Page excerpt:

[start]

Profile Of Club Atwater’s Revival In Montreal

by Rob Dinerman

December 26, 2002  -The $ 20,000 Morgenstern Cup competition held in mid-December this year provided another advance to the ISDA professional doubles squash tour, which added another successful site to its expanding 2002-2003 schedule and brought professional squash back to the beautiful city of Montreal for the first time since the Montreal Amateur Athletic Association (MAAA) on downtown Peel Street held its last WPSA hardball tournament in 1991. More importantly, the three-day event became a celebration and affirmation of the spectacular improvements that a Can. $7 million investment has wrought upon Club Atwater, the host club, which is now fairly bursting with vitality and well-deserved pride over the success of the transformation it has undergone during the past eight months.

[end]

Work instructions:
1: Please copy the passage of the Club Atwater article between "by Rob Dinerman" and "past eight months.", inclusive.
2: Name every organization or club that the Club Atwater article identifies by name or abbreviation.
3: According to the Club Atwater article, how large was the investment behind the club's improvements?
The listing after this point is separate material, unrelated to the Club Atwater article.

Supplied entries:
[start]

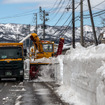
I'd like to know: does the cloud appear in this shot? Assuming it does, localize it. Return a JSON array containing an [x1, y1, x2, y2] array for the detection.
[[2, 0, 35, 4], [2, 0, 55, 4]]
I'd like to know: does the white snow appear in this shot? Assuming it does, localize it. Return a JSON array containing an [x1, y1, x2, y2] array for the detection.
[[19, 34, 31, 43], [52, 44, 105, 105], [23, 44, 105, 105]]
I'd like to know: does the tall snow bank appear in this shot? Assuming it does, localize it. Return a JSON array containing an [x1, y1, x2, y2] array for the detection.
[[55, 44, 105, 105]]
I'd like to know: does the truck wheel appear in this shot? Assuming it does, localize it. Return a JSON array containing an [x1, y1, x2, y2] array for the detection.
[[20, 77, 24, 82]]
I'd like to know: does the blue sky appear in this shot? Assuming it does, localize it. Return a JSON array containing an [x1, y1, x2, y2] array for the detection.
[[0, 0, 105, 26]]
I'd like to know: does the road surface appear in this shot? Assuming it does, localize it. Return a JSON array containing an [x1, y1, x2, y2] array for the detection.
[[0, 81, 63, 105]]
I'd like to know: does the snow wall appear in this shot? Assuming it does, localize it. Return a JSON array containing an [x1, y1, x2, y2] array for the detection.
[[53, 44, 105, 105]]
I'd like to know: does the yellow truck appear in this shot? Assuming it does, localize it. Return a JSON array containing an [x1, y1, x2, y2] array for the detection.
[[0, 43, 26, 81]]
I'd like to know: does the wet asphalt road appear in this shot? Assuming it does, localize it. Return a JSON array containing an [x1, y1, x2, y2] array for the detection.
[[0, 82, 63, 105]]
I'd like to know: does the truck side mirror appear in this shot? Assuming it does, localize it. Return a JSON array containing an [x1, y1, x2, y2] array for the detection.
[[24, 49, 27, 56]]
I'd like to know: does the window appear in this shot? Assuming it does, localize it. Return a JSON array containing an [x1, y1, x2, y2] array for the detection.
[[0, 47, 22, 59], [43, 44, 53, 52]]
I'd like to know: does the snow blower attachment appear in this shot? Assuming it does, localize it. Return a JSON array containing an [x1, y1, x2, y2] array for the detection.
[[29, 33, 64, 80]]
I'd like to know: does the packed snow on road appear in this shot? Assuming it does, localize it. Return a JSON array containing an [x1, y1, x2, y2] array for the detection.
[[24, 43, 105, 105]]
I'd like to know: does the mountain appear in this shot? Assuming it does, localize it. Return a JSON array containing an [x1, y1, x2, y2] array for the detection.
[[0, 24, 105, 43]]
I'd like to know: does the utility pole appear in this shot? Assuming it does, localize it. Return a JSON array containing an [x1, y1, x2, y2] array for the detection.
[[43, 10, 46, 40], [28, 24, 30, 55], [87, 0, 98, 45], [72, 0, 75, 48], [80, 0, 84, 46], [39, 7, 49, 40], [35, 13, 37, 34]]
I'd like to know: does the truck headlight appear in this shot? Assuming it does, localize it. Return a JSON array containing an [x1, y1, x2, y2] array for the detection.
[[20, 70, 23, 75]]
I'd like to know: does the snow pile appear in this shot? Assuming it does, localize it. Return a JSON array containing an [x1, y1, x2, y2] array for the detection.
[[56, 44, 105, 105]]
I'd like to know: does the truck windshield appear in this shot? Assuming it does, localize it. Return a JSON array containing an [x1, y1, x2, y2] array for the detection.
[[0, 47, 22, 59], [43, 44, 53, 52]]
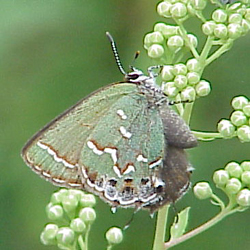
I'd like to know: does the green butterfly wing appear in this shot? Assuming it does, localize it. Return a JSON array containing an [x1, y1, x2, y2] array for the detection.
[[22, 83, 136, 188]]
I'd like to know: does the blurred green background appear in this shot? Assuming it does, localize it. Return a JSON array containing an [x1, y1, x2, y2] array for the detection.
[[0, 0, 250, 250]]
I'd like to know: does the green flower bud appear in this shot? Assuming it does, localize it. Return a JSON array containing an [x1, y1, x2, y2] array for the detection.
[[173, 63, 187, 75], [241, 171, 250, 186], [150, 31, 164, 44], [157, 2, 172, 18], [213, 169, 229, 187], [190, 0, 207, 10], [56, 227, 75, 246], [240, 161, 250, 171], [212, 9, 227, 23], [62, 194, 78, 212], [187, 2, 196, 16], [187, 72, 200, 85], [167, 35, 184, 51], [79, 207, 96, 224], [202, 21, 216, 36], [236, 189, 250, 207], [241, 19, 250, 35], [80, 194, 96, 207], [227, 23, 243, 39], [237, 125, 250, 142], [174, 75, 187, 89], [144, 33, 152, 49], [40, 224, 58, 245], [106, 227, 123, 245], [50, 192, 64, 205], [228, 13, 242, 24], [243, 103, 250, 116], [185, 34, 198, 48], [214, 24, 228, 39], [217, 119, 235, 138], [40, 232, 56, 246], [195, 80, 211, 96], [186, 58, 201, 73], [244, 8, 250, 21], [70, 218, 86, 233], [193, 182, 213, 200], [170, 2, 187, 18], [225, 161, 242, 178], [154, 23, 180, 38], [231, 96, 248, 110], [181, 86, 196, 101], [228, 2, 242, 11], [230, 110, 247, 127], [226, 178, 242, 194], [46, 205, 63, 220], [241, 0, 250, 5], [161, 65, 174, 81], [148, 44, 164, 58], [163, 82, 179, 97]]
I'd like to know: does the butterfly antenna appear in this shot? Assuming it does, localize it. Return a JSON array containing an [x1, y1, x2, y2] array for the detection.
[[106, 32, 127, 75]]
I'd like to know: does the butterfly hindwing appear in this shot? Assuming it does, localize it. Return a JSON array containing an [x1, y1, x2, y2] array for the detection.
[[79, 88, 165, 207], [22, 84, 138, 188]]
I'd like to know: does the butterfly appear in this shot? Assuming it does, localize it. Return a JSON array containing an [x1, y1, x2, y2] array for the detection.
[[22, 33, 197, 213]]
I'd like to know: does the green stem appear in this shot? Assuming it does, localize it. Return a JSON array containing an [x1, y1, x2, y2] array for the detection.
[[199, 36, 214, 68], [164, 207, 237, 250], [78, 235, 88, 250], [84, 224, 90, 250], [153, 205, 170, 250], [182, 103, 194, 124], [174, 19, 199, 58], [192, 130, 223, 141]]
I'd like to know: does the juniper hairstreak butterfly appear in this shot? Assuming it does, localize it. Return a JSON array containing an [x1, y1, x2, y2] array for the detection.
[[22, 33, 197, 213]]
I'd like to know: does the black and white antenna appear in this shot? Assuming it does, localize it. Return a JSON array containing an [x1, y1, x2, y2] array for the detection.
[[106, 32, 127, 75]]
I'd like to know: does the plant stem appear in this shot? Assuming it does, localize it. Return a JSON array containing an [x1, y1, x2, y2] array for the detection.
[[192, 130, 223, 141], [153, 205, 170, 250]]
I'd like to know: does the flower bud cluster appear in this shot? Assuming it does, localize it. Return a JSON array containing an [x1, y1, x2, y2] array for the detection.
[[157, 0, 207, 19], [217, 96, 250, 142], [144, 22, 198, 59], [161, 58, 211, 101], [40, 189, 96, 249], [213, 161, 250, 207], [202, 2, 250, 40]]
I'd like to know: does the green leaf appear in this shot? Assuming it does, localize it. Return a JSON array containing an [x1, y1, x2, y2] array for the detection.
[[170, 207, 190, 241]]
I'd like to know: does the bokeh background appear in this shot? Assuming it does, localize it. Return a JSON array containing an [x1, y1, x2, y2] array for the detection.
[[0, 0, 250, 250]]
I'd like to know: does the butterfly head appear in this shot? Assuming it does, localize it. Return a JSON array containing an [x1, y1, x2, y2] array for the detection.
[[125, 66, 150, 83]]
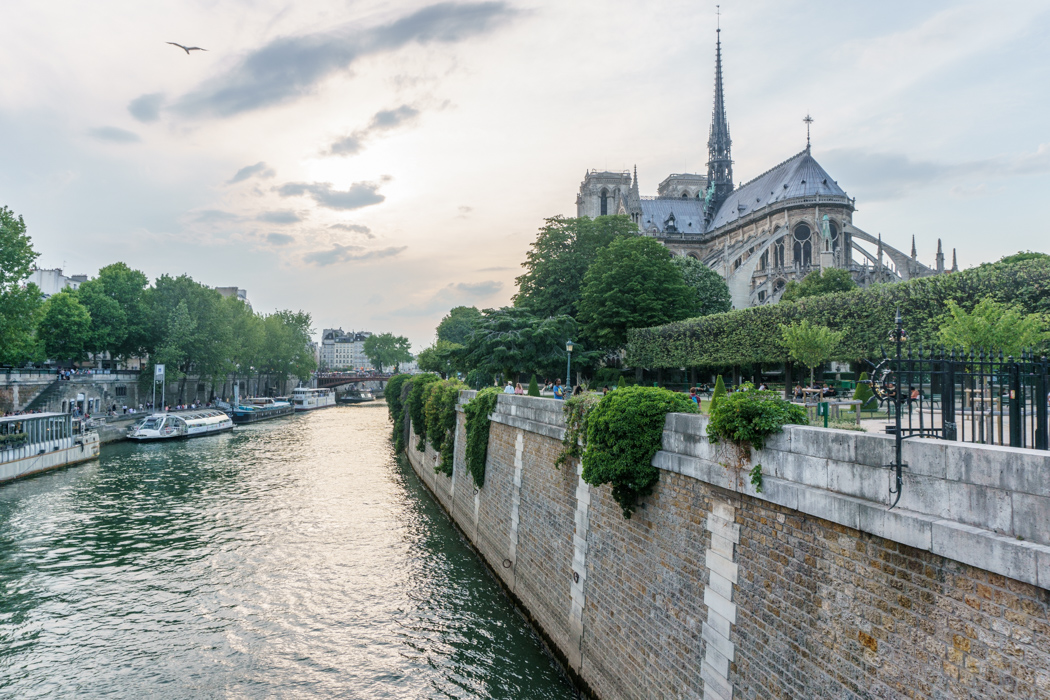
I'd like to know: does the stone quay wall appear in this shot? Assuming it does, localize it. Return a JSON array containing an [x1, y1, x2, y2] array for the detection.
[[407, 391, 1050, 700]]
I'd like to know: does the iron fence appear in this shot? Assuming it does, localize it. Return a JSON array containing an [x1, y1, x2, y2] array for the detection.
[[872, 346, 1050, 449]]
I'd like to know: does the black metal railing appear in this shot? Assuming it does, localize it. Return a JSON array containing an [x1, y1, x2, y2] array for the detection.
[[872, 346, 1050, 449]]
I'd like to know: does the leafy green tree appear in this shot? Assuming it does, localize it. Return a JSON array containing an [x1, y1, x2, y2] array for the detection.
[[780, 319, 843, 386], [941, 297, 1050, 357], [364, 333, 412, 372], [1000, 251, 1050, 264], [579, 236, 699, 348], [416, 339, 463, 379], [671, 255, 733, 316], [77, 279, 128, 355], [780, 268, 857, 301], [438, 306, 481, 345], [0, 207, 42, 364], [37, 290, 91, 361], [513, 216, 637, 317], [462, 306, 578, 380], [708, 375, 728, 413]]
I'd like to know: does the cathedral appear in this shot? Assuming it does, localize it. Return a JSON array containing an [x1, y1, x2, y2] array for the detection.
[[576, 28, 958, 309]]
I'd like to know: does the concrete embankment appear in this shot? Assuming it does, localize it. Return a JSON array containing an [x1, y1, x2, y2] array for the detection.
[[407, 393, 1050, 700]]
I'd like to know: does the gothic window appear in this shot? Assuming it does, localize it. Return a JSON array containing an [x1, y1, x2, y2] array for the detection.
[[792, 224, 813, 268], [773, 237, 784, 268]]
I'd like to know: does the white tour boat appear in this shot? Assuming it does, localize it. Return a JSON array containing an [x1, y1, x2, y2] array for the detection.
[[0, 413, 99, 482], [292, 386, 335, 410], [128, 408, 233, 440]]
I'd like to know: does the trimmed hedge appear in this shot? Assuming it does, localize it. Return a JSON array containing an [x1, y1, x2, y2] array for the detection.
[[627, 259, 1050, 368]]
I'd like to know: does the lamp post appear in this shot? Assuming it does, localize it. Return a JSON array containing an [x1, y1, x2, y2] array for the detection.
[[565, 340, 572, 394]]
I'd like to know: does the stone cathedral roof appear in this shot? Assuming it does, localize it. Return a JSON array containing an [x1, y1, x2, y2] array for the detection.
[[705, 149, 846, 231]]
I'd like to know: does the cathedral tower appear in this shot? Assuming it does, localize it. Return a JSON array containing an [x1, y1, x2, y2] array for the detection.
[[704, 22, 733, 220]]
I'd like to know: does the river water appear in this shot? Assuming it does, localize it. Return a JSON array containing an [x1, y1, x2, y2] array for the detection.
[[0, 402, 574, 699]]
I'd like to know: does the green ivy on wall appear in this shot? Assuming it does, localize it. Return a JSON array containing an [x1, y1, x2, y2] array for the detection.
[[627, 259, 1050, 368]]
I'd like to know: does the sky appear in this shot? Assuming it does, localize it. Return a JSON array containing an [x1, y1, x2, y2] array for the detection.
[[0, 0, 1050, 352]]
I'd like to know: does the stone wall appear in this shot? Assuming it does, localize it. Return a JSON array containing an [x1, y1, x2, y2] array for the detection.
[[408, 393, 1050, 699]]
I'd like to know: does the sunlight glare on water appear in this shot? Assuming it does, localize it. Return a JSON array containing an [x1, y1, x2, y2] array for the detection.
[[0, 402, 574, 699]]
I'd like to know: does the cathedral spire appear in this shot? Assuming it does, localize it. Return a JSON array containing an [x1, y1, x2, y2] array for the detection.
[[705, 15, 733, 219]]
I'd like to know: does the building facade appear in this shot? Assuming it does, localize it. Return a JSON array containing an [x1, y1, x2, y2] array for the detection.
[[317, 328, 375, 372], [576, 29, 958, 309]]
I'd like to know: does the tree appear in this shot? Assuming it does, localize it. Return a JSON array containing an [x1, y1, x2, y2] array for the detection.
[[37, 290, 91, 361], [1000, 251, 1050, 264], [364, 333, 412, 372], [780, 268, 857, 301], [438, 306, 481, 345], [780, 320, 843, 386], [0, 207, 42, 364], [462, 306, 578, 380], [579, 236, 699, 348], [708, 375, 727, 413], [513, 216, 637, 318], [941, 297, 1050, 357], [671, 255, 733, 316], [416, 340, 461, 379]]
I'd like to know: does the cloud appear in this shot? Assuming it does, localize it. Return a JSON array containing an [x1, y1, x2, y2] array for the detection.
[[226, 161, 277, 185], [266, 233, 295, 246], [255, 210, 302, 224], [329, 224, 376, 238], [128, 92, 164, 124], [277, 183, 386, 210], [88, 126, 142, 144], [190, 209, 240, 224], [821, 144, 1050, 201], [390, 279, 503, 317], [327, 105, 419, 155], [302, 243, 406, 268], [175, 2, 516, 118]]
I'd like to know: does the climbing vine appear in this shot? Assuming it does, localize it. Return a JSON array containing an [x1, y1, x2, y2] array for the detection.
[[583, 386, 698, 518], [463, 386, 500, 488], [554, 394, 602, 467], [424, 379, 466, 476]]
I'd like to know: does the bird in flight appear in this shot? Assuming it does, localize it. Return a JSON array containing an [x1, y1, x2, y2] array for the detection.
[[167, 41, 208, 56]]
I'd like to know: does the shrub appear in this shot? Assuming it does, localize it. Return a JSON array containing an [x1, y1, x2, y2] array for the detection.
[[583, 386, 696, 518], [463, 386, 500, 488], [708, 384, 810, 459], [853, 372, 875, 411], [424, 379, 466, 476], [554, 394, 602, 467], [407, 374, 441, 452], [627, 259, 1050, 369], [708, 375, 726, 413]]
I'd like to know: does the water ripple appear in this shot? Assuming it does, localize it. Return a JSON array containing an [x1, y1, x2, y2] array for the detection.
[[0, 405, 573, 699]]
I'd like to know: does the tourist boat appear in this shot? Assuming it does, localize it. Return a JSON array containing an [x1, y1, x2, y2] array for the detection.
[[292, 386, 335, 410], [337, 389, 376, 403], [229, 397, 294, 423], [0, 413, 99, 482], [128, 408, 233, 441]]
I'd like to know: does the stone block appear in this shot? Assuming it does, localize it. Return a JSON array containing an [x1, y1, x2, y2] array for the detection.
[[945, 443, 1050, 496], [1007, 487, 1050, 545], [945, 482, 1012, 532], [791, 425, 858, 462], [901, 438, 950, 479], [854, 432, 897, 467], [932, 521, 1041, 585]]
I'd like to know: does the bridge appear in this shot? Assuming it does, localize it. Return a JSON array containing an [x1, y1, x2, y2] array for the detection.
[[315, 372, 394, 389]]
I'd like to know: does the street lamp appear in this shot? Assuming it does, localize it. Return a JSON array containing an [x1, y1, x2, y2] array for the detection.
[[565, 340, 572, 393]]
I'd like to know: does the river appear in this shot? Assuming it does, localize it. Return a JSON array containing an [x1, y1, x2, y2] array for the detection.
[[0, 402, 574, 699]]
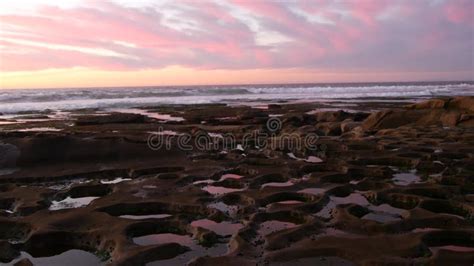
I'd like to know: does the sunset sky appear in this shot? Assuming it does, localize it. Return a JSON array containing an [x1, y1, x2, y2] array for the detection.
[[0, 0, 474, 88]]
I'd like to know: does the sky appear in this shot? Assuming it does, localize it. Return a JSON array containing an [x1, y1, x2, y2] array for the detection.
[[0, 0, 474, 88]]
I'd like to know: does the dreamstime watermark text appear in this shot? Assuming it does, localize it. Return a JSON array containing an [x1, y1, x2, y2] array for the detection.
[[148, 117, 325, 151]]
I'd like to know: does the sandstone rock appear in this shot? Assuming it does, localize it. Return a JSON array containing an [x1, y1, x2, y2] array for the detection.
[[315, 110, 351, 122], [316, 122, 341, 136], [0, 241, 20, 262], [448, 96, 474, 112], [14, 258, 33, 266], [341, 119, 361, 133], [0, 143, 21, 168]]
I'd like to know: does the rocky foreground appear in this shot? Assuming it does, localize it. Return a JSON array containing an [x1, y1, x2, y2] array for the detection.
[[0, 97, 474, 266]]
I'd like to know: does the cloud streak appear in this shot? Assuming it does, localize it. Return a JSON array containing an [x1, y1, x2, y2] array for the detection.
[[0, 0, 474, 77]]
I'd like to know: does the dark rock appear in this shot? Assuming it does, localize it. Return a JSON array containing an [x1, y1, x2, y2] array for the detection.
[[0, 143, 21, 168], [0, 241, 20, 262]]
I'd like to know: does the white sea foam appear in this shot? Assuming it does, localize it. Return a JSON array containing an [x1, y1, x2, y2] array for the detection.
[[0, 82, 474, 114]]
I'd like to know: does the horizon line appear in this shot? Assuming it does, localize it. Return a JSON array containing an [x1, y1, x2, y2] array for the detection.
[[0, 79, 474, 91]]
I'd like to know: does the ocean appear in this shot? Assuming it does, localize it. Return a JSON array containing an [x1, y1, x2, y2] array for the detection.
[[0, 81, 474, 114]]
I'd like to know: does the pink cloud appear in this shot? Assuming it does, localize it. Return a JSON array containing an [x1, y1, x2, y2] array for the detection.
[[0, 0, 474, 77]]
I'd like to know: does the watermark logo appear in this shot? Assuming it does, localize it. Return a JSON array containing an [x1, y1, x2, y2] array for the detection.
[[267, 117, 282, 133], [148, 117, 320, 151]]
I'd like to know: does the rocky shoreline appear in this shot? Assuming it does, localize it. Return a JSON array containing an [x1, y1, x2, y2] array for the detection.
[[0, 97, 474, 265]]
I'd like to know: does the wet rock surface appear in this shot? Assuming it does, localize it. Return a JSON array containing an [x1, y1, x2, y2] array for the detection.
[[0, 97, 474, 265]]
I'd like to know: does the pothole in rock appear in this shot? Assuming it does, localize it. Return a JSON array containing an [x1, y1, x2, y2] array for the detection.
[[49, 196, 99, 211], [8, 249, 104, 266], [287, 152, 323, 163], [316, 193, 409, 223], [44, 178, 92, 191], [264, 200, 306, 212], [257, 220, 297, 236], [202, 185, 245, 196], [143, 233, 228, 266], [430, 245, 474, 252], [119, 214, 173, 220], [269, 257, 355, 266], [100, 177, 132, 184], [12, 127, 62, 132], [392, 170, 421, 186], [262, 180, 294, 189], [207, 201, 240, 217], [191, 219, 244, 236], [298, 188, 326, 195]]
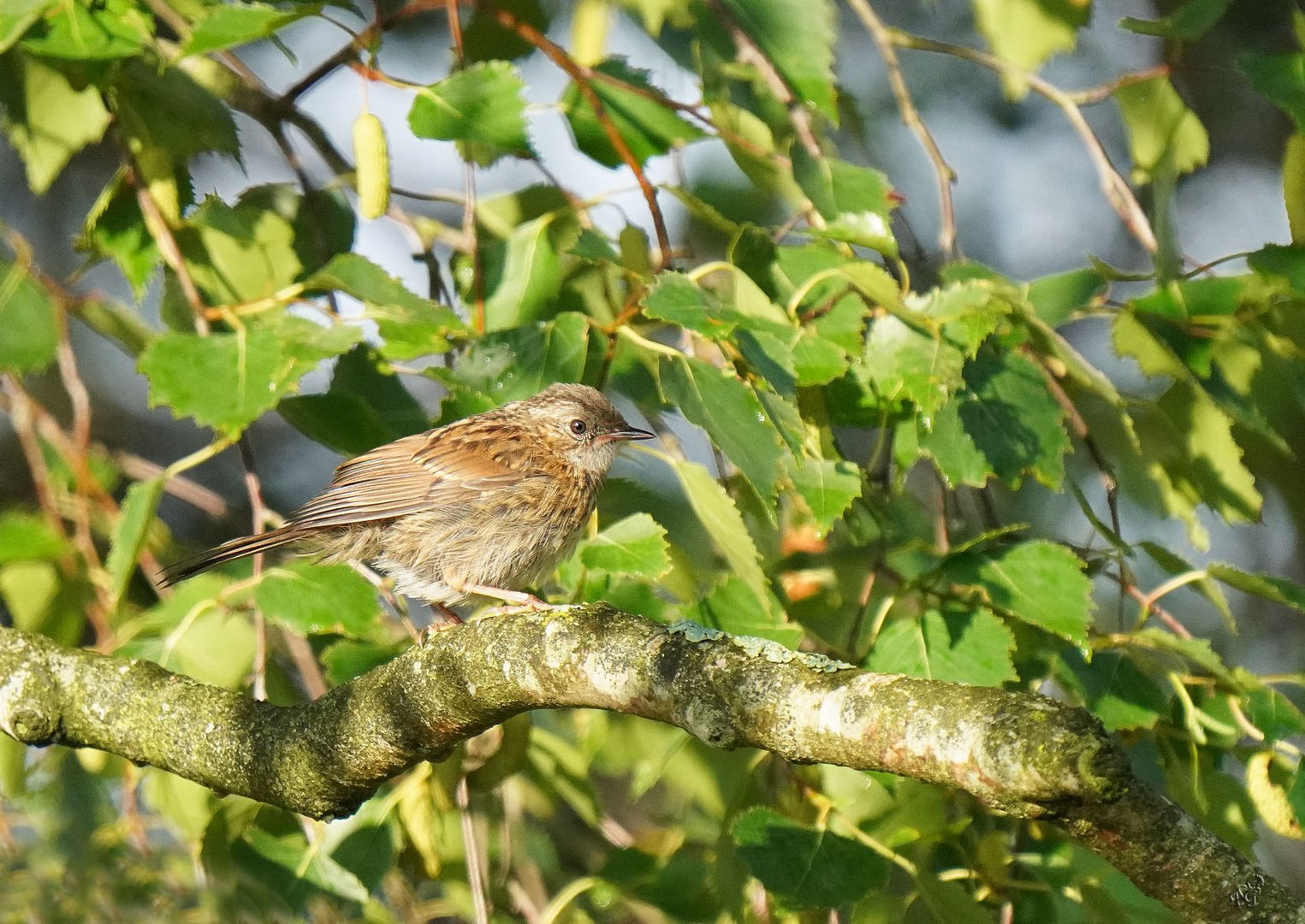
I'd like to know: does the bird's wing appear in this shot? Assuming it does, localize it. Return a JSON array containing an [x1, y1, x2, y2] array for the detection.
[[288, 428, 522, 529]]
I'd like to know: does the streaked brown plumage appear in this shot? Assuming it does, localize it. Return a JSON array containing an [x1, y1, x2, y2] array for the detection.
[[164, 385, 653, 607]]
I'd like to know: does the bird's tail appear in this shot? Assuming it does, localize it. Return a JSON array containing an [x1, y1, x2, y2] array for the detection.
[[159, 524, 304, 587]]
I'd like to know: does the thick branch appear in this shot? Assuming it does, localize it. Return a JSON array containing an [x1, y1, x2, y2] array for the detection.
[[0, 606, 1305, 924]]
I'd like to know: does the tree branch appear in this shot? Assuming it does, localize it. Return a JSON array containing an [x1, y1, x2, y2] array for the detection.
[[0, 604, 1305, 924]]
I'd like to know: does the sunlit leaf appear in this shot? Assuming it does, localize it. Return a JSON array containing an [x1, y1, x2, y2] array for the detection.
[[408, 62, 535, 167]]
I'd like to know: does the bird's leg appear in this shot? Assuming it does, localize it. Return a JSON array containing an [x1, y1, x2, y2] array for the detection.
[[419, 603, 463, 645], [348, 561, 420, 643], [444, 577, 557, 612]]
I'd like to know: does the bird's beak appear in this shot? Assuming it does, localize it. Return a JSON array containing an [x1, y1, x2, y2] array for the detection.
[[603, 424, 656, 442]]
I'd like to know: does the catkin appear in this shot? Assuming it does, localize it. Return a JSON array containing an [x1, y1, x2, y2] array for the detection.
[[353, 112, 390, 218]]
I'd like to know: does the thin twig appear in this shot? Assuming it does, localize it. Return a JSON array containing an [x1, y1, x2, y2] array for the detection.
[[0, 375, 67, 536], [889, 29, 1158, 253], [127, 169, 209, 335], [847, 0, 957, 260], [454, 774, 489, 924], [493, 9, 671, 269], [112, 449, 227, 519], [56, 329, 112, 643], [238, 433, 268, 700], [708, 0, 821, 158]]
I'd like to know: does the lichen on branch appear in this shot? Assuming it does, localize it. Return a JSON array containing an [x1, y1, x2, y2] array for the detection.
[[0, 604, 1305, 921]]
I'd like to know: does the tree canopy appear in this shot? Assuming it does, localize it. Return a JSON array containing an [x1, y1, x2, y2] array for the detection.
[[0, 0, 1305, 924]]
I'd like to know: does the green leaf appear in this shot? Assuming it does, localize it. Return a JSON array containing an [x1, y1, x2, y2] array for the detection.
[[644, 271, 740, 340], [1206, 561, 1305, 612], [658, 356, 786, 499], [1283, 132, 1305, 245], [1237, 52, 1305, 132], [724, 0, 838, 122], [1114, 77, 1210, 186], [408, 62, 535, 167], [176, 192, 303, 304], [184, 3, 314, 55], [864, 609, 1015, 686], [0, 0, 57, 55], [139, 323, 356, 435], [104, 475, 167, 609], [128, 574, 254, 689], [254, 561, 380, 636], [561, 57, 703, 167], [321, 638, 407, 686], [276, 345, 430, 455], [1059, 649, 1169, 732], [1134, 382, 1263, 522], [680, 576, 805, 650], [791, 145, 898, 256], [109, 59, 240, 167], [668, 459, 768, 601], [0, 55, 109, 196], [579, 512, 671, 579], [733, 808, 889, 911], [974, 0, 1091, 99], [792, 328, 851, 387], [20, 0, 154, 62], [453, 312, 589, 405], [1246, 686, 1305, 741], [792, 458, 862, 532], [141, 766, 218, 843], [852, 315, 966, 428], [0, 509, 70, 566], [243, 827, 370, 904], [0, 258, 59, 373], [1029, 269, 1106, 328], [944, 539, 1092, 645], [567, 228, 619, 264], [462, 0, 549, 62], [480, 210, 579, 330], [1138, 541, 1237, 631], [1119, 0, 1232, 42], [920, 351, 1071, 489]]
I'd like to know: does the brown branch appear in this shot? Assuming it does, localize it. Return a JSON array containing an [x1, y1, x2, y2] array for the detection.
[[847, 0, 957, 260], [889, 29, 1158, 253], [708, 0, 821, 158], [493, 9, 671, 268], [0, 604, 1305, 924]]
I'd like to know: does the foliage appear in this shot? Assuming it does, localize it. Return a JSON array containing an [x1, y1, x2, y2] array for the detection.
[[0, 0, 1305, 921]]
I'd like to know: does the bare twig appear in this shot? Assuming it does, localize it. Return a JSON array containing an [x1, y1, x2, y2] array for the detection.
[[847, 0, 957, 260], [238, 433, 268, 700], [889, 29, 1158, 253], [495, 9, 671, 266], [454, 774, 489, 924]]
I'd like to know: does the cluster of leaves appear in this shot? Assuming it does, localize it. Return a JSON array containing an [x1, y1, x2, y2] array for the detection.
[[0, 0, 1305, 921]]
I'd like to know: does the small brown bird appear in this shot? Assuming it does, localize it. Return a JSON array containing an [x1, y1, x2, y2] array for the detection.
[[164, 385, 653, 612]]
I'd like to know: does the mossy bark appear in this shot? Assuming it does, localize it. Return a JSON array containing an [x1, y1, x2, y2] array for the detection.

[end]

Responses by task:
1:
by Rob Dinerman

December 26, 2002  -The $ 20,000 Morgenstern Cup competition held in mid-December this year provided another advance to the ISDA professional doubles squash tour, which added another successful site to its expanding 2002-2003 schedule and brought professional squash back to the beautiful city of Montreal for the first time since the Montreal Amateur Athletic Association (MAAA) on downtown Peel Street held its last WPSA hardball tournament in 1991. More importantly, the three-day event became a celebration and affirmation of the spectacular improvements that a Can. $7 million investment has wrought upon Club Atwater, the host club, which is now fairly bursting with vitality and well-deserved pride over the success of the transformation it has undergone during the past eight months.

2:
ISDA
Montreal Amateur Athletic Association (MAAA)
WPSA
Club Atwater

3: Can. $7 million.